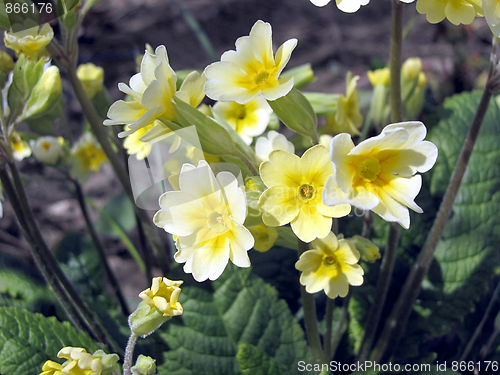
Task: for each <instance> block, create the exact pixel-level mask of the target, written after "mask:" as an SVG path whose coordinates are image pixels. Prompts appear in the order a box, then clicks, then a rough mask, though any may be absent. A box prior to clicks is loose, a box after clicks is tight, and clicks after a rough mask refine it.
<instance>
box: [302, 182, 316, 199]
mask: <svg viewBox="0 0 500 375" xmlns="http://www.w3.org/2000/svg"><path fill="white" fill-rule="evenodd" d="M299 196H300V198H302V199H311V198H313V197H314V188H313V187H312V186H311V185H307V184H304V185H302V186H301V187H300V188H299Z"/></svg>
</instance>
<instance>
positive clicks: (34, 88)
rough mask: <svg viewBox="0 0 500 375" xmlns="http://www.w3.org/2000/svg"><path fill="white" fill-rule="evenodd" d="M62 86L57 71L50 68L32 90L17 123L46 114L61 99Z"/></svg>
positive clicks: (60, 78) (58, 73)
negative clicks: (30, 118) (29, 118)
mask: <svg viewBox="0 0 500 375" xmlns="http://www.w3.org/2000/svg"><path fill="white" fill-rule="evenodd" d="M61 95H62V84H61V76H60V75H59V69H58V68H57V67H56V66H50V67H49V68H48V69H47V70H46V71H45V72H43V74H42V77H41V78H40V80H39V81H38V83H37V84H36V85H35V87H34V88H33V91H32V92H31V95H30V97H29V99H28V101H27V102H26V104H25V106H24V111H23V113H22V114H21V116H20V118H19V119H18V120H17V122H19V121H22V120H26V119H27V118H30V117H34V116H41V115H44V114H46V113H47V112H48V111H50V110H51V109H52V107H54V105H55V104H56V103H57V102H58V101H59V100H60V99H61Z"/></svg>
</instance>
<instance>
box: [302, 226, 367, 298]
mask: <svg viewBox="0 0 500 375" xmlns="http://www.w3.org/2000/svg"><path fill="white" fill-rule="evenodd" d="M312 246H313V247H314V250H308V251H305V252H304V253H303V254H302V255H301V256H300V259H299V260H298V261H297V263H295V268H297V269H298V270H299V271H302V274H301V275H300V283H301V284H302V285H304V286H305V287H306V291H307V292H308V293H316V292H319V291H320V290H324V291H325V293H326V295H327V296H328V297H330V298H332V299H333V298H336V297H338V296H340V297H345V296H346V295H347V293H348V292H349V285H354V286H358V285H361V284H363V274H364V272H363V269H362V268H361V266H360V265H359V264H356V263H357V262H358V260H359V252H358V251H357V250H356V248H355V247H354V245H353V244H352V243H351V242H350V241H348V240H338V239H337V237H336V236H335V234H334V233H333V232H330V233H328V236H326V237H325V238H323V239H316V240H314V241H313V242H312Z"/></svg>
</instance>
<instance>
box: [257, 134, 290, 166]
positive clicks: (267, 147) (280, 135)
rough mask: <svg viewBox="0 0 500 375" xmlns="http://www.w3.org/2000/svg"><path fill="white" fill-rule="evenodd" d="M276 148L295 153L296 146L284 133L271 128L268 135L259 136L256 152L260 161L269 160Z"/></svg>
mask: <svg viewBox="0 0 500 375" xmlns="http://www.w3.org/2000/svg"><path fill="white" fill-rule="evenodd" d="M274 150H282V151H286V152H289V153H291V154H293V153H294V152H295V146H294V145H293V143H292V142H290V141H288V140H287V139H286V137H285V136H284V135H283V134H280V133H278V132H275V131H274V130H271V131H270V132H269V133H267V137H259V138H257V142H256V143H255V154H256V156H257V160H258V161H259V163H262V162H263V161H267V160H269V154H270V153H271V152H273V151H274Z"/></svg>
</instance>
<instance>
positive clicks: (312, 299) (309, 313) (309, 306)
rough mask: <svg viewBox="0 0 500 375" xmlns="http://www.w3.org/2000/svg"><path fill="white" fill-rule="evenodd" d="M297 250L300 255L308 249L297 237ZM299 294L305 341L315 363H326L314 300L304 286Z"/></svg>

### [What this task involves]
Leave out the pictures, and give all the records again exactly.

### [Output]
Task: for each <instance> block, create the exact pixel-level mask of the target, written after "mask:" as an SVG path whose coordinates are image pixels. Prompts appear in the order a box, then clicks, then a rough mask, though any may be absent. A box prior to clicks is loose, a box after clicks is tight, and clicks after a rough mask refine it.
<instance>
box: [302, 182, 316, 199]
mask: <svg viewBox="0 0 500 375" xmlns="http://www.w3.org/2000/svg"><path fill="white" fill-rule="evenodd" d="M299 196H300V198H302V199H311V198H313V197H314V188H313V187H312V186H311V185H307V184H304V185H302V186H301V187H300V188H299Z"/></svg>
</instance>
<instance>
positive clicks: (34, 88)
rough mask: <svg viewBox="0 0 500 375" xmlns="http://www.w3.org/2000/svg"><path fill="white" fill-rule="evenodd" d="M62 86L57 71L50 68L32 90L17 123L46 114L61 99Z"/></svg>
positive clicks: (60, 78) (58, 73)
negative clicks: (30, 118) (29, 118)
mask: <svg viewBox="0 0 500 375" xmlns="http://www.w3.org/2000/svg"><path fill="white" fill-rule="evenodd" d="M61 95H62V84H61V76H60V75H59V69H58V68H57V67H56V66H50V67H49V68H48V69H47V70H46V71H45V72H43V74H42V77H41V78H40V80H39V81H38V83H37V84H36V85H35V87H34V88H33V91H32V92H31V95H30V97H29V99H28V101H27V102H26V104H25V106H24V111H23V113H22V114H21V116H20V118H19V119H18V120H17V122H19V121H22V120H26V119H27V118H30V117H34V116H41V115H44V114H46V113H47V112H48V111H50V110H51V109H52V107H54V105H55V104H56V103H57V102H58V101H59V100H60V99H61Z"/></svg>
</instance>
<instance>
box: [302, 226, 367, 298]
mask: <svg viewBox="0 0 500 375" xmlns="http://www.w3.org/2000/svg"><path fill="white" fill-rule="evenodd" d="M312 246H313V247H314V250H308V251H305V252H304V253H303V254H302V255H301V256H300V259H299V260H298V261H297V263H295V268H297V269H298V270H299V271H302V274H301V275H300V283H301V284H302V285H304V286H305V287H306V291H307V292H308V293H316V292H319V291H320V290H324V291H325V293H326V295H327V296H328V297H330V298H332V299H333V298H336V297H338V296H340V297H345V296H346V295H347V293H348V292H349V285H354V286H358V285H361V284H363V274H364V272H363V269H362V268H361V266H360V265H359V264H356V263H357V262H358V260H359V252H358V251H357V250H356V248H355V247H354V245H353V244H352V243H351V242H350V241H348V240H338V239H337V237H336V236H335V234H334V233H333V232H330V233H328V236H326V237H325V238H323V239H316V240H314V241H313V242H312Z"/></svg>
</instance>
<instance>
box: [257, 134, 290, 166]
positive clicks: (267, 147) (280, 135)
rough mask: <svg viewBox="0 0 500 375" xmlns="http://www.w3.org/2000/svg"><path fill="white" fill-rule="evenodd" d="M276 148L295 153L296 146L284 133L271 128L268 135L259 136L256 152L260 161L269 160Z"/></svg>
mask: <svg viewBox="0 0 500 375" xmlns="http://www.w3.org/2000/svg"><path fill="white" fill-rule="evenodd" d="M274 150H282V151H286V152H289V153H291V154H293V153H294V152H295V146H294V145H293V143H292V142H290V141H288V140H287V139H286V137H285V136H284V135H283V134H280V133H278V132H275V131H274V130H271V131H270V132H269V133H267V137H259V138H257V142H256V143H255V154H256V156H257V160H258V161H259V163H262V162H263V161H267V160H269V154H270V153H271V152H273V151H274Z"/></svg>
</instance>
<instance>
positive clicks: (312, 299) (309, 313) (309, 306)
rough mask: <svg viewBox="0 0 500 375" xmlns="http://www.w3.org/2000/svg"><path fill="white" fill-rule="evenodd" d="M297 250L300 255L308 249L297 237ZM299 294L305 341L315 363H326L314 300L304 286Z"/></svg>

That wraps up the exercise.